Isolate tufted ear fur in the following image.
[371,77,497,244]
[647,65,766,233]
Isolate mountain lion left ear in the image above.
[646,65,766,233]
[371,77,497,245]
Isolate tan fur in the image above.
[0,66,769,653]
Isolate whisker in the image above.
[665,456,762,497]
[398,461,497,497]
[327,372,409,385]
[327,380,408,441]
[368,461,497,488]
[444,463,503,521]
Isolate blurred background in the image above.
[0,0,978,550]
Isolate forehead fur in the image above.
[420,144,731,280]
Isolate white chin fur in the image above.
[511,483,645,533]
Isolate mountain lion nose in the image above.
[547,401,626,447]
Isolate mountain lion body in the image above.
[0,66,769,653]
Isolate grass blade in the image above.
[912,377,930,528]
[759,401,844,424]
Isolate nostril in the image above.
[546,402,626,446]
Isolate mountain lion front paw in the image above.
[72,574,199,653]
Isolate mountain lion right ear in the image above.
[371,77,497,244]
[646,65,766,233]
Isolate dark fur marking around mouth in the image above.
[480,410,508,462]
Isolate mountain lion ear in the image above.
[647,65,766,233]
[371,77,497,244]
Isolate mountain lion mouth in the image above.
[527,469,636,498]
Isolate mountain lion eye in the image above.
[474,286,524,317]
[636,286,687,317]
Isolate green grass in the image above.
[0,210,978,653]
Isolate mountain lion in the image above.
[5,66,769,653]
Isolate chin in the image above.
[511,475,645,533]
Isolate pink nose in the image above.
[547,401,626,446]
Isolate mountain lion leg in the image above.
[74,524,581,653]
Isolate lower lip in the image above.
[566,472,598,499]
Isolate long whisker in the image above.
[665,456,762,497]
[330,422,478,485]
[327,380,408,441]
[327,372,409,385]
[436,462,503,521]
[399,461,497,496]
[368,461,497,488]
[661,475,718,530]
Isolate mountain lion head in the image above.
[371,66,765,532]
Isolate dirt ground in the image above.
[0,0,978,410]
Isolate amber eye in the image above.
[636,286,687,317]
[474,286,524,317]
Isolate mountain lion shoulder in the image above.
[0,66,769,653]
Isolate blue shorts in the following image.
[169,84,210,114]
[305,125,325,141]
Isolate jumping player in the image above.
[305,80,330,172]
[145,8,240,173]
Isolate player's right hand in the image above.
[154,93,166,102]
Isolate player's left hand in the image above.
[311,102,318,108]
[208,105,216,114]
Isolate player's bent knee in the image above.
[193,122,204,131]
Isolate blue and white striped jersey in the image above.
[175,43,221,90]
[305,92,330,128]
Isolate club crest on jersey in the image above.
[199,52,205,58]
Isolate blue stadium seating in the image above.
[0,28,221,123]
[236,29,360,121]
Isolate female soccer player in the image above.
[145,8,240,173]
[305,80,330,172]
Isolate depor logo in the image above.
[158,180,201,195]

→ **Task to carry out**: Repeat every record, keeping each word and mark exactly as it is.

→ **Exercise response**:
Isolate tufted ear fur in the following image.
[371,77,497,244]
[647,65,766,233]
Isolate mountain lion left ear in the image above.
[646,65,766,233]
[371,77,497,245]
Isolate tan fur in the image above.
[0,66,769,653]
Isolate whisker in the image above.
[665,456,762,497]
[398,461,497,497]
[327,372,409,385]
[327,380,408,441]
[368,461,497,488]
[444,463,503,521]
Isolate blurred background in the image above.
[0,0,978,550]
Isolate forehead fur in the image above.
[420,144,731,280]
Isolate white chin fur in the image above.
[511,483,645,533]
Isolate mountain lion nose in the image above.
[547,401,626,447]
Isolate mountain lion body in the image above.
[0,66,769,653]
Isolate grass blade in the image above.
[912,377,930,528]
[759,401,844,424]
Isolate nostril in the image above.
[546,402,626,446]
Isolate mountain lion front paw in the image above.
[72,574,199,653]
Isolate mountain lion right ear in the image above.
[371,77,497,244]
[646,65,766,233]
Isolate dark fur marking around mouth in the image above.
[480,410,508,462]
Isolate mountain lion ear in the image above.
[647,65,766,233]
[371,77,497,244]
Isolate mountain lion mouth in the image above.
[527,469,636,498]
Isolate mountain lion eye in the image above.
[474,286,524,317]
[636,286,687,317]
Isolate green grass in the image above.
[0,210,978,653]
Isolate mountain lion in the image above.
[5,66,769,653]
Isolate chin in the image above.
[511,475,645,533]
Isolate pink nose in the image above.
[547,401,626,446]
Isolate mountain lion leg in the image above.
[74,524,581,653]
Isolate lower lip in the image above.
[566,472,598,499]
Isolate long whisker in the image above.
[665,456,762,497]
[330,422,478,485]
[327,380,408,441]
[327,372,409,385]
[436,462,503,521]
[399,461,497,496]
[368,461,497,488]
[661,475,718,530]
Isolate mountain lion head in the image above.
[371,66,765,532]
Isolate dirt ground in the image above.
[0,0,978,410]
Isolate amber eye in the image above.
[636,286,687,317]
[474,286,524,317]
Isolate mountain lion shoulder in the image above.
[0,66,769,653]
Isolate blue shorts in the following image.
[169,84,210,114]
[305,125,325,141]
Isolate jumping player in the image above.
[305,80,330,172]
[145,8,240,173]
Isolate player's right hand in the image above.
[154,93,166,102]
Isolate player's left hand in the image above.
[311,102,318,108]
[208,105,216,114]
Isolate player's bent knee in the image above.
[193,122,204,131]
Isolate blue and white striped jersey in the image above.
[175,43,221,90]
[305,92,330,128]
Isolate club crest on jersey in the image above.
[199,52,205,58]
Isolate blue stadium seating in the image above.
[0,28,221,123]
[236,29,360,121]
Isolate female soccer player in the image above.
[145,8,240,173]
[305,80,330,172]
Isolate depor logo in the image above.
[158,180,201,195]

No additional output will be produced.